_Extracted text_:
....................
|Hideous, but achievable|
It was all going rather smoothly this time. I had sussed the pattern and I was keen to show off my new lace-knitting skills to Juno (my mother).
On the ferry to the mainland I casually decided to knit a couple of rows. Unperturbed by Andy Murray giving it his all on the ferry (yes, we have telly on the ferry), I began to knit.
Two rows later, it was looking promising for Murray and myself. Not wanting to push my luck, I tidied it all away and read a magazine. I felt oddly serene and at one with the world. Knitting is good meditative practise, thought I.
Just under two hours later, I have decanted everything from the car (including the hamster) and we are relaxing with a small libation. The tennis is still on, although the score has started to swing towards Federer.
I am hating this affable Swiss chap. He stands between Scotland and Sporting Glory. Which we have precious little of in this country.
I decide to break out the knitting again. I waft it proudly in Juno's face. 'oh yes, very nice, dear,' and she turns her attentions to Wimbledon.
With hindsight, dear reader, I should not have attempted a row while the tennis was reaching fever pitch. With hindsight, I should have taken myself off to another room and sat in monastic silence, clacking my needles together and repeating my mantra ('knit two, slip one, knit one, slide that over, knit two'....) and never raise my eyes to poor Murray.
....................
_What you need to do_:
**a)** In the post about knitting during the tennis, who is Juno?
**b)** Copy word for word the part of the knitting post starting with "Just under two" and going on through "swing towards Federer.".

Saved entries
....................
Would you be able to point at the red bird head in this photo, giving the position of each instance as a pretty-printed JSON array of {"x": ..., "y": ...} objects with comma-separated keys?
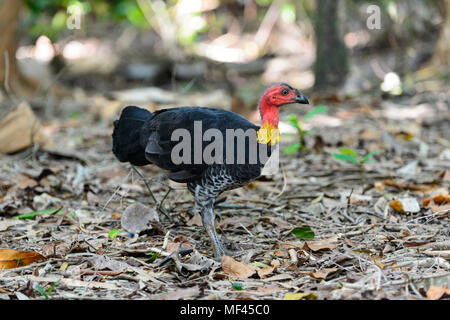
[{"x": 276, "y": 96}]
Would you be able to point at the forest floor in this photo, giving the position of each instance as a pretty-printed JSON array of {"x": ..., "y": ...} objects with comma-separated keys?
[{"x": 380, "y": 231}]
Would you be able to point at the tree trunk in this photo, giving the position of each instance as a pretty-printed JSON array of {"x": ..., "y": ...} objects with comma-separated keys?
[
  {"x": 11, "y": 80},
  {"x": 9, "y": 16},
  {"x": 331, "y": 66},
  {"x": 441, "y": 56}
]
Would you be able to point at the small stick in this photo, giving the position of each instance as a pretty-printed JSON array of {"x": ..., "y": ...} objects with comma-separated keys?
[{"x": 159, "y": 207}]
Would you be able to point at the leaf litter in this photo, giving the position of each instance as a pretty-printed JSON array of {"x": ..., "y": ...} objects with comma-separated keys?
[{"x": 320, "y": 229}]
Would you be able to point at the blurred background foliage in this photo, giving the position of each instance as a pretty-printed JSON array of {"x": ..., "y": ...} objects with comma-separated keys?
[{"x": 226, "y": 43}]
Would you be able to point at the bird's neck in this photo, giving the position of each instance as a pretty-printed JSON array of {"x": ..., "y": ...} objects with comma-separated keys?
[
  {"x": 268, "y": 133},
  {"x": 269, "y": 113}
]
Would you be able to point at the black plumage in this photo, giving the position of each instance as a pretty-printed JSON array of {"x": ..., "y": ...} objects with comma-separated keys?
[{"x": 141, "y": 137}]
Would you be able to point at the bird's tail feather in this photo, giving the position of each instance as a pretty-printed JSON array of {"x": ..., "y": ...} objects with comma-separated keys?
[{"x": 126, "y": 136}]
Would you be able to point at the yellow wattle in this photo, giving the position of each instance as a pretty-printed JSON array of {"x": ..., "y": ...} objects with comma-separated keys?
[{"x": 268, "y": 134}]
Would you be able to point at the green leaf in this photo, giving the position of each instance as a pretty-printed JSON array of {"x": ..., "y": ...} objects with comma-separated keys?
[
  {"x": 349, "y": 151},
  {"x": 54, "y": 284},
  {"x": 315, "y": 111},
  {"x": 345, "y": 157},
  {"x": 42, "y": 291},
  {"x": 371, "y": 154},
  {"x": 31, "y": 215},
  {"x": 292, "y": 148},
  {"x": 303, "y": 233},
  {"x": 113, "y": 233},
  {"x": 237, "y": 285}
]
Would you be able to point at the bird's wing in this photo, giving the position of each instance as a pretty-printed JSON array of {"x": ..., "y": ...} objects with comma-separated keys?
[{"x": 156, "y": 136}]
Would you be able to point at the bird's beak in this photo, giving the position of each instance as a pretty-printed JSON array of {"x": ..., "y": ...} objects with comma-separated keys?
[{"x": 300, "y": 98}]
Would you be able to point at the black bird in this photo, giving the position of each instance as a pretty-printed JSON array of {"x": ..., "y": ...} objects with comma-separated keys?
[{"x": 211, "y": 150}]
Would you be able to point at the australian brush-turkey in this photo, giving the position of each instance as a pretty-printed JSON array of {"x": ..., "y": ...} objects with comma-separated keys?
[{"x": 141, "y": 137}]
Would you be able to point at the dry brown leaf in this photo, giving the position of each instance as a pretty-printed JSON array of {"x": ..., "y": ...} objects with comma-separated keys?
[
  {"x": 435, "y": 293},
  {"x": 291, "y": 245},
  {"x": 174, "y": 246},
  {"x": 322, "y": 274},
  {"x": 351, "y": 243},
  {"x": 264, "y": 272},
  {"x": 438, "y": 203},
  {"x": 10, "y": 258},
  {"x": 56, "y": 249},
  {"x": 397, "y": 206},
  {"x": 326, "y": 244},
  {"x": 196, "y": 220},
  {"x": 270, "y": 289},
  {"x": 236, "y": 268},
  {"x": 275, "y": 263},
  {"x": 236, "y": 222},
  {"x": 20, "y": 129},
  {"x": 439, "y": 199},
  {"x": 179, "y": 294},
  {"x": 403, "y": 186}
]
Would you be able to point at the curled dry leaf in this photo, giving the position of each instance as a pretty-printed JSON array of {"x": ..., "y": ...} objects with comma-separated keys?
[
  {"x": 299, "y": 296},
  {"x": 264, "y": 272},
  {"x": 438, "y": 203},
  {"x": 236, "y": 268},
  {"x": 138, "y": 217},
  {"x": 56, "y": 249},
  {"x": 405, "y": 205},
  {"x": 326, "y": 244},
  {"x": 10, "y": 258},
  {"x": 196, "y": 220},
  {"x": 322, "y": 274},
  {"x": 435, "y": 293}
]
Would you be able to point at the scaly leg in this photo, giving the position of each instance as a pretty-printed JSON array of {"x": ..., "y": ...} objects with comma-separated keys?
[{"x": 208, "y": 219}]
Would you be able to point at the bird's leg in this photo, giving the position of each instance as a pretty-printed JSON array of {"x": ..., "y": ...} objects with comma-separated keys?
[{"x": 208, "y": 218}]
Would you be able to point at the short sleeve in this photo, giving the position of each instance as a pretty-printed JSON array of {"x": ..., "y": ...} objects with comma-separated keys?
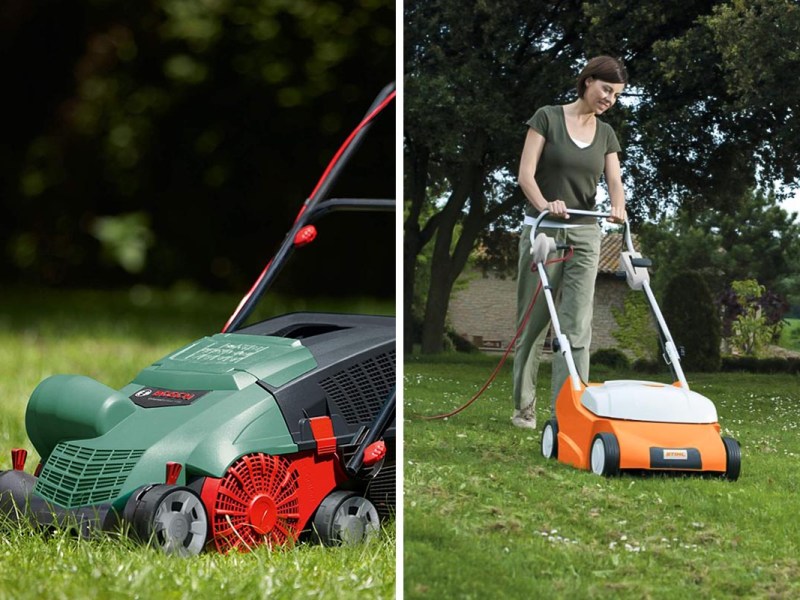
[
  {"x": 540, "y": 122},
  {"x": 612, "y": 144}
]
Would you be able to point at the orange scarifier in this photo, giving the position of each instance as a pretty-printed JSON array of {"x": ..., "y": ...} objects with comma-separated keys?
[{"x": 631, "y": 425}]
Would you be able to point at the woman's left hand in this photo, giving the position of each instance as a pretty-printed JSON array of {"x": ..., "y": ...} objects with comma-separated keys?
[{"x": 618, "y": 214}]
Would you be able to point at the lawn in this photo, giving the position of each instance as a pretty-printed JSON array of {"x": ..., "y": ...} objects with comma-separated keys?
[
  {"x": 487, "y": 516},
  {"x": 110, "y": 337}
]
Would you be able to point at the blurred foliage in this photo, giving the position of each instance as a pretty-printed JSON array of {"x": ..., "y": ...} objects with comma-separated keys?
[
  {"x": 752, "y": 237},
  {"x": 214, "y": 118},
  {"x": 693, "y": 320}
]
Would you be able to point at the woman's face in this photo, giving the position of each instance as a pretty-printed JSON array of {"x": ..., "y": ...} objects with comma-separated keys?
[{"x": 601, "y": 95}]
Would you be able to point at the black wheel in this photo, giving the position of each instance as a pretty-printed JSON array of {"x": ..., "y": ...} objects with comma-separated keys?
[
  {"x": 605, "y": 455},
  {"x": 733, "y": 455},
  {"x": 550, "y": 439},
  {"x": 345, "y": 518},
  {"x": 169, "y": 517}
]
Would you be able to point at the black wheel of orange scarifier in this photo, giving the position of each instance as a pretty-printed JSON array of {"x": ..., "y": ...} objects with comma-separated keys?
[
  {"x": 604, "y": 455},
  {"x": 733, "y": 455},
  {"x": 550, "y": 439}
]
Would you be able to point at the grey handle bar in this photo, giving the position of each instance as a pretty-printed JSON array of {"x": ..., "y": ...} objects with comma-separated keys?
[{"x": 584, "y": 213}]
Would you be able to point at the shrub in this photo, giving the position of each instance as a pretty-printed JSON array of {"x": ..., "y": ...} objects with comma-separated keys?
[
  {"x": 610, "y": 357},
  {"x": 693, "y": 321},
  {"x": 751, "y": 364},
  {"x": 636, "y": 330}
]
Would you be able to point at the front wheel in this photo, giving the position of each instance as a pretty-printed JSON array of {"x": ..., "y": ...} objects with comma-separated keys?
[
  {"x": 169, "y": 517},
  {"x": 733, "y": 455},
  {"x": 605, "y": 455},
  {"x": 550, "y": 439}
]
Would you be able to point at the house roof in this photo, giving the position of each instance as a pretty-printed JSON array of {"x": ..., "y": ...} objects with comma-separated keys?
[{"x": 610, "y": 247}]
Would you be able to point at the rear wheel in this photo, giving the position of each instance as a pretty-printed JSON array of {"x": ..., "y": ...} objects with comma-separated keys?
....................
_Worked solutions_:
**a)** Juno is the writer's mother.

**b)**
Just under two hours later, I have decanted everything from the car (including the hamster) and we are relaxing with a small libation. The tennis is still on, although the score has started to swing towards Federer.